Records shown.
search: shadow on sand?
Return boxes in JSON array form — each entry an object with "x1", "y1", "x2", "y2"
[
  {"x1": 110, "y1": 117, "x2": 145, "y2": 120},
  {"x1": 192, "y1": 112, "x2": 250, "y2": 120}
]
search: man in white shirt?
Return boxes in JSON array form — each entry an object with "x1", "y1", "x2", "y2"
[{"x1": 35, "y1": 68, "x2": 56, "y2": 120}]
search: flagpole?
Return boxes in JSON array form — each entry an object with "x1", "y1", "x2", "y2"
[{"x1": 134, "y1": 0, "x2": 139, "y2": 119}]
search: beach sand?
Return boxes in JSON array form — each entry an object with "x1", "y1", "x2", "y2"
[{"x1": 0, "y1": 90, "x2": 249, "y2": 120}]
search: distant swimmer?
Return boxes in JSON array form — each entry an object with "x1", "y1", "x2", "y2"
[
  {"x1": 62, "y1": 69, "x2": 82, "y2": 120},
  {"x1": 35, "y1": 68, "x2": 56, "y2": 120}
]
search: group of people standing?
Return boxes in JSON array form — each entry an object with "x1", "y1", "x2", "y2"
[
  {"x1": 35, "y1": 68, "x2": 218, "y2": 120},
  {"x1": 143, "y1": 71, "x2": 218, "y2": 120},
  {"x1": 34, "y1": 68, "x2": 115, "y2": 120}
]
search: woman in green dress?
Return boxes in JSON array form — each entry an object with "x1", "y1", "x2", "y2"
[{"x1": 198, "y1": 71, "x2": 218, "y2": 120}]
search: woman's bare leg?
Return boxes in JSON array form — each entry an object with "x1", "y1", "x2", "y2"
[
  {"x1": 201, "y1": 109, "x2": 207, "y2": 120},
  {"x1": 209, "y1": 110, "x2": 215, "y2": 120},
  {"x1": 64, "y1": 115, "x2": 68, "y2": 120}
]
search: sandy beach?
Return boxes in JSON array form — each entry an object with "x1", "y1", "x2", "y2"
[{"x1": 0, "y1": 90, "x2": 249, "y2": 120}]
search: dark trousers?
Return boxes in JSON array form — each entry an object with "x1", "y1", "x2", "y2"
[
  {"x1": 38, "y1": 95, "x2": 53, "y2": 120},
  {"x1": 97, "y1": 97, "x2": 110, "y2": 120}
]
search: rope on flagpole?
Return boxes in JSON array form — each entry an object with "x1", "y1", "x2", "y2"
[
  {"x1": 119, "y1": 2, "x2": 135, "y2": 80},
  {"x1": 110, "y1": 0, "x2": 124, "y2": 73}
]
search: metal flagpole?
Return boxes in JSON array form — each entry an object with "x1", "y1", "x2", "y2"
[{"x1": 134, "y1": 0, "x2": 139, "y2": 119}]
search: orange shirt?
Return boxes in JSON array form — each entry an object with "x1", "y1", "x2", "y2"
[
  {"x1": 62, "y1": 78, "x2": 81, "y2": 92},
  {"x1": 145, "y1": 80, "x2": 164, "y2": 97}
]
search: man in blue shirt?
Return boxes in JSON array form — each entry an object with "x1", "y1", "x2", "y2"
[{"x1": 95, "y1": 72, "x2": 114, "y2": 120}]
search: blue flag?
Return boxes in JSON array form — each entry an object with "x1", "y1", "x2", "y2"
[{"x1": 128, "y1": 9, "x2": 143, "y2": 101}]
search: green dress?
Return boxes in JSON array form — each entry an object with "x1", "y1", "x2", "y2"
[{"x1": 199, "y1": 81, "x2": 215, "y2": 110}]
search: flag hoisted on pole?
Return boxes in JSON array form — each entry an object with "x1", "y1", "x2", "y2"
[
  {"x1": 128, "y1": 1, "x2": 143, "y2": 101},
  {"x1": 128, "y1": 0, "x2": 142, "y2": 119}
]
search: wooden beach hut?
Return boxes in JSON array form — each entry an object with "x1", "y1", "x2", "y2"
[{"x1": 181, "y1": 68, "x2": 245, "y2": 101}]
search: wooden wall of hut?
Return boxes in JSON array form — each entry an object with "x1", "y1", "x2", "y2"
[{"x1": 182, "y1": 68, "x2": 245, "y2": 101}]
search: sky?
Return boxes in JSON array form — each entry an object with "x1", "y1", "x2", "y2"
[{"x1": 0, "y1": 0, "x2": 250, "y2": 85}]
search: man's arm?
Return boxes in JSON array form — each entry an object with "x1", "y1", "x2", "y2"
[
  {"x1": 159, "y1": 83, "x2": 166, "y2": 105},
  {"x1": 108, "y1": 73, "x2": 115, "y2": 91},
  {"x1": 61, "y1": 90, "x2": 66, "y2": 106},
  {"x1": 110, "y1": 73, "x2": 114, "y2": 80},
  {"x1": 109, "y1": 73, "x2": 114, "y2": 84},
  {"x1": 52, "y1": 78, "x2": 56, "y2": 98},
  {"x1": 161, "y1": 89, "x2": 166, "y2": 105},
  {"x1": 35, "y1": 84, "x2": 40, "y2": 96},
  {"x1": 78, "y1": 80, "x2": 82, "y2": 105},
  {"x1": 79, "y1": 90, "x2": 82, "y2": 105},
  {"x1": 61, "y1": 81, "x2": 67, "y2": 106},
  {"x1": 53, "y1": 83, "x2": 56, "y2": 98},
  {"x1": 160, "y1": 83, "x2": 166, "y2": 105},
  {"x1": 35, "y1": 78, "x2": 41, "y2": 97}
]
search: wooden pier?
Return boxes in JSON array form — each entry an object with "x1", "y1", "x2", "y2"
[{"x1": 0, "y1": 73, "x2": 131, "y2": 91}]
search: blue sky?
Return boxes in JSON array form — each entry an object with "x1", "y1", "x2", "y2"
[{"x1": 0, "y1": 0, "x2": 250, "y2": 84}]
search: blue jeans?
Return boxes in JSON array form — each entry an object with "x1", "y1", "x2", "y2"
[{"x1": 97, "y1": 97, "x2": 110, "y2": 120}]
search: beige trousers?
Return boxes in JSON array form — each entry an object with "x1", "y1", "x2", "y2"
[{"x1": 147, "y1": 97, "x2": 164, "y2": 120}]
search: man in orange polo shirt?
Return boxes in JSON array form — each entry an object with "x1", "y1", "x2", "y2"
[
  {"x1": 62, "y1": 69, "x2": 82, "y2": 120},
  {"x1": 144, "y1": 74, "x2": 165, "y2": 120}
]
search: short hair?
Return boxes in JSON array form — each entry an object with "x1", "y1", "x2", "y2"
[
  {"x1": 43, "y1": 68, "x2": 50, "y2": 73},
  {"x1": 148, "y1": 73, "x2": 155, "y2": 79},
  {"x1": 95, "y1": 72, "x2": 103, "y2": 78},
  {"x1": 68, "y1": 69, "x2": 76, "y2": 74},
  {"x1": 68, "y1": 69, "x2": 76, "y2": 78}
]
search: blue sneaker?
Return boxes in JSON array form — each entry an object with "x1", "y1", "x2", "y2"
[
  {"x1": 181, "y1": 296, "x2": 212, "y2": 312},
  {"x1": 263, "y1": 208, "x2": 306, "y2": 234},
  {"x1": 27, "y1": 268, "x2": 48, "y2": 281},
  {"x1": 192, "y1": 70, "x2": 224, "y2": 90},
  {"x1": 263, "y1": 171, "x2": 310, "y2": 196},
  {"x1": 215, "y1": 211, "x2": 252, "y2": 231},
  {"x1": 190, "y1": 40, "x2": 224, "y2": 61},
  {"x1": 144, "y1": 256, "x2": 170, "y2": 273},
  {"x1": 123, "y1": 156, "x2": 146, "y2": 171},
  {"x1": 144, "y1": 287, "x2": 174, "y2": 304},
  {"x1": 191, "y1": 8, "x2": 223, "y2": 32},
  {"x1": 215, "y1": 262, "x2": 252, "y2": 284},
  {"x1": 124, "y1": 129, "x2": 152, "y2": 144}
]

Task statement. Retype each entry exactly.

Problem solution.
search: shadow on sand?
Return boxes in JSON array form — each entry an object with "x1", "y1", "x2", "y2"
[
  {"x1": 110, "y1": 117, "x2": 145, "y2": 120},
  {"x1": 192, "y1": 112, "x2": 250, "y2": 120}
]
search: man in white shirt?
Return boxes in JSON array form — each entry an object with "x1", "y1", "x2", "y2"
[{"x1": 35, "y1": 68, "x2": 56, "y2": 120}]
search: flagpole?
Return boxes in JSON array form — each entry an object with "x1", "y1", "x2", "y2"
[{"x1": 134, "y1": 0, "x2": 139, "y2": 119}]
search: beach sand?
Return boxes in JSON array form — each entry an object with "x1", "y1", "x2", "y2"
[{"x1": 0, "y1": 90, "x2": 249, "y2": 120}]
search: distant swimmer?
Return boxes in JSON array form — each entry an object with "x1", "y1", "x2", "y2"
[
  {"x1": 62, "y1": 69, "x2": 82, "y2": 120},
  {"x1": 35, "y1": 68, "x2": 56, "y2": 120}
]
search: group of people standing?
Return boxes in JSON array form — each entry an object with "x1", "y1", "x2", "y2"
[
  {"x1": 35, "y1": 68, "x2": 218, "y2": 120},
  {"x1": 143, "y1": 71, "x2": 218, "y2": 120},
  {"x1": 34, "y1": 68, "x2": 115, "y2": 120}
]
search: woman in green dress?
Return boxes in JSON array form — each entry an object with "x1", "y1", "x2", "y2"
[{"x1": 198, "y1": 71, "x2": 218, "y2": 120}]
search: woman's bare leg?
Return boxes in JSON array form — each entry an object with "x1", "y1", "x2", "y2"
[
  {"x1": 201, "y1": 109, "x2": 207, "y2": 120},
  {"x1": 209, "y1": 110, "x2": 215, "y2": 120},
  {"x1": 64, "y1": 115, "x2": 68, "y2": 120}
]
search: sandy beach?
Return boxes in JSON array form — each entry an object with "x1", "y1", "x2", "y2"
[{"x1": 0, "y1": 90, "x2": 249, "y2": 120}]
search: dark trousers?
Return boxes in JSON array form — each entry an object with "x1", "y1", "x2", "y2"
[
  {"x1": 38, "y1": 95, "x2": 53, "y2": 120},
  {"x1": 97, "y1": 97, "x2": 110, "y2": 120}
]
search: rope on flagpole?
Return boxes in JSON array form — each entry an object with "x1", "y1", "x2", "y2"
[
  {"x1": 119, "y1": 2, "x2": 135, "y2": 80},
  {"x1": 110, "y1": 0, "x2": 124, "y2": 73}
]
search: metal flagpole?
Return boxes in JSON array form — each entry an object with "x1", "y1", "x2", "y2"
[{"x1": 134, "y1": 0, "x2": 139, "y2": 119}]
search: orange shirt?
Return boxes in JSON array form — each entry an object with "x1", "y1", "x2", "y2"
[
  {"x1": 62, "y1": 78, "x2": 81, "y2": 92},
  {"x1": 145, "y1": 80, "x2": 164, "y2": 97}
]
search: man in blue shirt?
Return boxes in JSON array form — each entry an object with "x1", "y1", "x2", "y2"
[{"x1": 95, "y1": 72, "x2": 114, "y2": 120}]
search: blue flag?
Return boxes in JSON array form — each entry an object with "x1", "y1", "x2", "y2"
[{"x1": 128, "y1": 9, "x2": 143, "y2": 101}]
search: green dress?
Return boxes in JSON array form — each entry an object with "x1", "y1", "x2", "y2"
[{"x1": 199, "y1": 81, "x2": 215, "y2": 110}]
search: flag hoisted on pole?
Return boxes in JSON array form — each entry an object with "x1", "y1", "x2", "y2"
[
  {"x1": 128, "y1": 1, "x2": 143, "y2": 101},
  {"x1": 128, "y1": 0, "x2": 142, "y2": 119}
]
search: wooden beach hut?
Return boxes in JSON array form — each entry an object with "x1", "y1", "x2", "y2"
[{"x1": 181, "y1": 68, "x2": 245, "y2": 101}]
search: wooden wall of hut?
Return boxes in JSON array form — each entry an object with "x1", "y1", "x2", "y2"
[{"x1": 182, "y1": 68, "x2": 245, "y2": 101}]
search: sky?
Return boxes in JSON array form — each entry an object with "x1", "y1", "x2", "y2"
[{"x1": 0, "y1": 0, "x2": 250, "y2": 85}]
search: man's arm?
Return boxes in JSON array form — each entry an object with "x1", "y1", "x2", "y2"
[
  {"x1": 159, "y1": 83, "x2": 166, "y2": 105},
  {"x1": 108, "y1": 73, "x2": 115, "y2": 91},
  {"x1": 61, "y1": 90, "x2": 66, "y2": 106},
  {"x1": 110, "y1": 73, "x2": 114, "y2": 80},
  {"x1": 109, "y1": 73, "x2": 114, "y2": 84},
  {"x1": 52, "y1": 78, "x2": 56, "y2": 98},
  {"x1": 161, "y1": 89, "x2": 166, "y2": 105},
  {"x1": 35, "y1": 84, "x2": 40, "y2": 96},
  {"x1": 78, "y1": 80, "x2": 82, "y2": 105},
  {"x1": 79, "y1": 90, "x2": 82, "y2": 105},
  {"x1": 61, "y1": 81, "x2": 67, "y2": 106},
  {"x1": 53, "y1": 83, "x2": 56, "y2": 98},
  {"x1": 160, "y1": 83, "x2": 166, "y2": 105},
  {"x1": 35, "y1": 78, "x2": 41, "y2": 97}
]
search: wooden pier?
Return boxes in JSON array form — each entry an object with "x1", "y1", "x2", "y2"
[{"x1": 0, "y1": 73, "x2": 131, "y2": 91}]
search: blue sky?
Return boxes in JSON array form — each entry an object with "x1", "y1", "x2", "y2"
[{"x1": 0, "y1": 0, "x2": 250, "y2": 84}]
search: blue jeans?
Return boxes in JSON array form — each entry an object with "x1", "y1", "x2", "y2"
[{"x1": 97, "y1": 97, "x2": 110, "y2": 120}]
search: beige trousers?
Return boxes in JSON array form — each entry an object with "x1", "y1", "x2", "y2"
[{"x1": 147, "y1": 97, "x2": 164, "y2": 120}]
search: man in orange polo shirt?
Return boxes in JSON array form — each entry an object with "x1", "y1", "x2", "y2"
[
  {"x1": 62, "y1": 69, "x2": 82, "y2": 120},
  {"x1": 144, "y1": 74, "x2": 165, "y2": 120}
]
search: short hair?
Return boxes in JSON array form — each entry an object with "x1", "y1", "x2", "y2"
[
  {"x1": 43, "y1": 68, "x2": 50, "y2": 73},
  {"x1": 148, "y1": 73, "x2": 155, "y2": 79},
  {"x1": 95, "y1": 72, "x2": 103, "y2": 78},
  {"x1": 68, "y1": 69, "x2": 76, "y2": 74},
  {"x1": 68, "y1": 69, "x2": 76, "y2": 78}
]
search: blue sneaker?
Return boxes in JSON array form — each entry an object with "x1", "y1", "x2", "y2"
[
  {"x1": 181, "y1": 296, "x2": 212, "y2": 312},
  {"x1": 263, "y1": 208, "x2": 306, "y2": 234},
  {"x1": 27, "y1": 268, "x2": 48, "y2": 281},
  {"x1": 192, "y1": 70, "x2": 224, "y2": 90},
  {"x1": 263, "y1": 171, "x2": 310, "y2": 196},
  {"x1": 215, "y1": 211, "x2": 252, "y2": 231},
  {"x1": 190, "y1": 40, "x2": 224, "y2": 61},
  {"x1": 144, "y1": 256, "x2": 170, "y2": 273},
  {"x1": 123, "y1": 156, "x2": 146, "y2": 171},
  {"x1": 144, "y1": 287, "x2": 174, "y2": 304},
  {"x1": 191, "y1": 8, "x2": 223, "y2": 32},
  {"x1": 215, "y1": 262, "x2": 252, "y2": 284},
  {"x1": 124, "y1": 129, "x2": 152, "y2": 144}
]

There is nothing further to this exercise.